__TEXTE EXTRAIT__.
---------------
L'Eglise locale
Le diocèse français de l'Eglise copte orthodoxe: L'année 2014 est marquée par le vingtième anniversaire de l'établissement de notre diocèse français par sa sainteté abba Shénouda. Ce statut fut précédé par vingt années de ministère épiscopal en France d'abba Marcos aidé par le chorévêque abba Athanasios. Je m'autorise à prendre l'exemple du diocèse français de l'Eglise copte pour expliquer le concept d'Eglise locale.
L'article 1 de la charte du "diocèse inséparable du patriarcat copte d'Alexandrie" pose en exergue la notion d'Eglise locale: "L'Eglise copte orthodoxe française est une Eglise locale, fondée sur la foi et la tradition de l'Eglise apostolique, appelée à la restauration de l'Orthodoxie pour les Français avec pour objectif de donner un puissant témoignage de la foi et de la tradition orthodoxes…". http://coptica.free.fr/eglise_copte_orthodoxe_de_france_152.htm Nous remarquerons, sans s'y attarder, pour la définir, l'emploi des adjectifs qualificatifs "copte" et "française". L'adjectif qualificatif caractérise un nom, en l'occurrence "Eglise", par ses qualités particulières. L'adjectif "copte" signifie qu'elle relève de l'Eglise copte dans sa théologie, son autorité canonique supérieure et la structure de sa liturgie. Le qualificatif "français" désigne non seulement le lieu, le pays, la nation, mais aussi un climat spirituel et psychologique, une langue, un patrimoine historique, une culture, tout cela avec sa personnalité unique et irremplaçable. C'est probablement pour cela que le préambule parle de restauration et non de création, car les racines du diocèse français plongent aussi dans le passé apostolique et patristique de la France que nous espérons vérifier et vivifier par la puissante tradition de l'Eglise d'Alexandrie.
---------------
Entrées tirées d'une collection:
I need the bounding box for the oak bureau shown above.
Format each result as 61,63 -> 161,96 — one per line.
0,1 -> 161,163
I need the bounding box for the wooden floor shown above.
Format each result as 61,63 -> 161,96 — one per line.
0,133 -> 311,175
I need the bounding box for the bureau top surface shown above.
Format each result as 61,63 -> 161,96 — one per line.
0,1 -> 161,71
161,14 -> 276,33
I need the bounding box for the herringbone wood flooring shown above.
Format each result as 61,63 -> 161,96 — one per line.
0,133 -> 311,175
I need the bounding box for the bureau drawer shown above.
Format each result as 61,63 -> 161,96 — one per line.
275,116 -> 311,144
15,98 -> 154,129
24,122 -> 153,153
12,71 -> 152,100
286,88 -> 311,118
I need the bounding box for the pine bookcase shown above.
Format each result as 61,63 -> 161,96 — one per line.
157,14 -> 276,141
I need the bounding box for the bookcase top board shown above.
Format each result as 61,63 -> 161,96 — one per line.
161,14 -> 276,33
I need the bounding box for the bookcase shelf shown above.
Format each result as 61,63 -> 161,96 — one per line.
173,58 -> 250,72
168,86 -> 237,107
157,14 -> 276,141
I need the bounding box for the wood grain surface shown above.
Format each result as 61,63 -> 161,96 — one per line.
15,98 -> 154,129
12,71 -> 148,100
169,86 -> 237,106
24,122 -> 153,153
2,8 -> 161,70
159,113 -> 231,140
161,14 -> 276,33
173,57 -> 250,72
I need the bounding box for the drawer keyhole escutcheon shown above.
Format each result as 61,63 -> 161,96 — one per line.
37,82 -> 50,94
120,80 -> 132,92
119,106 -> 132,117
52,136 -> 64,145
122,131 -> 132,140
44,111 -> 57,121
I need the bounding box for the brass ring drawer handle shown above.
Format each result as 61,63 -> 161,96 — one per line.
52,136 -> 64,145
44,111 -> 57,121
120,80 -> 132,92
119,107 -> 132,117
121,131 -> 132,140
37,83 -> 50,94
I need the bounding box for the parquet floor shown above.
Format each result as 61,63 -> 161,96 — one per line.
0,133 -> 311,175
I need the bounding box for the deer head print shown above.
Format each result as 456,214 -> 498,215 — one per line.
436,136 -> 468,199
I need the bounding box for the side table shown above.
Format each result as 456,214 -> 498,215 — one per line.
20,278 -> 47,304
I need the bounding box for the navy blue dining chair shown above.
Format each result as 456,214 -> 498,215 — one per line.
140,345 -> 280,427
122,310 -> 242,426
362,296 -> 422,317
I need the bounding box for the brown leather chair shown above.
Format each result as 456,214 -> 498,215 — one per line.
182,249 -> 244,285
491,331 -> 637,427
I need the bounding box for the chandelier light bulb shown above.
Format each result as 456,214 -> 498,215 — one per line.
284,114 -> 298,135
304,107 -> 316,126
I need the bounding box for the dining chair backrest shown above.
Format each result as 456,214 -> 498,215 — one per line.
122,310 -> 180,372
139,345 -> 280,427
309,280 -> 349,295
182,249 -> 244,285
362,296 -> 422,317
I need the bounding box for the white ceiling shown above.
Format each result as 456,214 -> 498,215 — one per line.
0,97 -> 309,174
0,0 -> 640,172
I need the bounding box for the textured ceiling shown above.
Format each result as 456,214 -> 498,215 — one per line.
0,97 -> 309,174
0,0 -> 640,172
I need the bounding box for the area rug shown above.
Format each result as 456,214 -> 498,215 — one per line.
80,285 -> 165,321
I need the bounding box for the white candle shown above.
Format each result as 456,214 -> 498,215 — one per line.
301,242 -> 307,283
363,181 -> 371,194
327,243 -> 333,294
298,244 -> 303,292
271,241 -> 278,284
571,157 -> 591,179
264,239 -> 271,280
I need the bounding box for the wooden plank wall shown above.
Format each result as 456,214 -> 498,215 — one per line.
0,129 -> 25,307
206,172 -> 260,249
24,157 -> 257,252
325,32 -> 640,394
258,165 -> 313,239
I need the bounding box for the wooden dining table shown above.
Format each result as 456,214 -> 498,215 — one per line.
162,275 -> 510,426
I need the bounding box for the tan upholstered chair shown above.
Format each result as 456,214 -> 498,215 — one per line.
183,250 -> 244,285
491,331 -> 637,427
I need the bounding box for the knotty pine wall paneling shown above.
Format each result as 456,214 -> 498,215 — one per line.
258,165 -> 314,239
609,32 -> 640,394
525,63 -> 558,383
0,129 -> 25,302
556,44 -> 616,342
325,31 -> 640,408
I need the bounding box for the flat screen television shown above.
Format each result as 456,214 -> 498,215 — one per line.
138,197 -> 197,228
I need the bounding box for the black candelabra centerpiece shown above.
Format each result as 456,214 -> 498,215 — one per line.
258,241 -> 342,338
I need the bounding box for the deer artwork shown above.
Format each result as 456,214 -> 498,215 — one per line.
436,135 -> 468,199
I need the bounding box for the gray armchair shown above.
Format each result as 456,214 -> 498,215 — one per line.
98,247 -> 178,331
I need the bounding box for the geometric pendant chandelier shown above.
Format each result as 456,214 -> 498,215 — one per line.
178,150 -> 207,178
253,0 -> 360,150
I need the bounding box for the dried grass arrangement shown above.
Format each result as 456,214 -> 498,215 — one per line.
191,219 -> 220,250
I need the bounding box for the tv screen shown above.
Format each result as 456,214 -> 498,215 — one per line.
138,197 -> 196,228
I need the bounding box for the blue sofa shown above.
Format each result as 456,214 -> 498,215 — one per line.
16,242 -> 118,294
---------------
__TRAVAIL DEMANDÉ__.
1. Traduisez en anglais cette phrase du texte sur l'Eglise locale : « L'adjectif qualificatif caractérise un nom, en l'occurrence "Eglise", par ses qualités particulières. »
2. Reformulez sous forme de liste le paragraphe du texte sur l'Eglise locale qui commence par « L'article 1 de la charte », en conservant ses faits principaux.
3. Donnez la suite du texte sur l'Eglise locale, en reprenant après sa dernière phrase.

__RÉSULTATS PAR TÂCHE__.
1. The qualifying adjective characterizes a noun, in this case "Church," by its particular qualities.

2.
- L'article 1 de la charte du diocèse met en avant la notion d'Eglise locale : l'Eglise copte orthodoxe française y est définie comme une Eglise locale fondée sur la foi et la tradition de l'Eglise apostolique.
- Cette Eglise est appelée à restaurer l'Orthodoxie pour les Français et à donner un puissant témoignage de la foi et de la tradition orthodoxes.
- L'adjectif « copte » indique qu'elle relève de l'Eglise copte par sa théologie, son autorité canonique supérieure et la structure de sa liturgie.
- Le qualificatif « français » désigne le lieu, le pays et la nation. Il renvoie aussi à un climat spirituel et psychologique, à une langue, à un patrimoine historique et à une culture.
- Le préambule parle de restauration et non de création, car les racines du diocèse plongent dans le passé apostolique et patristique de la France. L'auteur espère vérifier et vivifier ce passé par la tradition de l'Eglise d'Alexandrie.

3.
L'Eglise locale est toute l'Eglise catholique
Quand nous entendons "Eglise locale", vient à l'esprit l'organisation ecclésiastique qui établit des entités autocéphales, autonomes, plus ou moins nationales, comme les Eglises byzantines, avec un primat et un synode revendiquant une indépendance. Or nous ne pouvons séparer l'Eglise locale de l'Eglise catholique. Nos pères vivaient l'Eglise locale et pensaient Eglise catholique. Car il ressort de leurs écrits et des livres liturgiques, qu'ils avaient conscience que chaque communauté locale, de la plus puissante à la plus modeste, qui proclamait la Bonne Nouvelle, confessait la foi des apôtres et célébrait le Repas du Seigneur, était non seulement en communion avec l'Eglise catholique mais Eglise catholique en sa plénitude. Chaque Eglise locale, en communion avec les autres, est Eglise catholique de tous les temps et de tous les lieux, car il ne manque rien au Corps du Christ assemblé en Eglise. Comme le dit le document de la "commission orthodoxes - catholiques romains" réunie à Ravenne en 2008: "Chaque Église locale est en communion non seulement avec les Églises voisines, mais avec la totalité des Églises locales, avec celles qui sont actuellement présentes dans le monde, celles qui le sont depuis le début et celles qui le seront dans le futur, et avec l’Église qui est déjà dans la gloire. Selon la volonté du Christ, l’Église est une et indivisible, la même toujours et en tous lieux. Dans le symbole de la foi nicéo-constantinopolitaine, nous confessons que l’Église est une et catholique. Sa catholicité embrasse non seulement la diversité des communautés humaines, mais également leur unité fondamentale".
L'Eglise telle qu'elle se révèle dans ses premières années montre d'une part, des communautés locales diverses, d'autre part, l'Eglise de Dieu et du Christ est tenue pour réalité catholique une, unique.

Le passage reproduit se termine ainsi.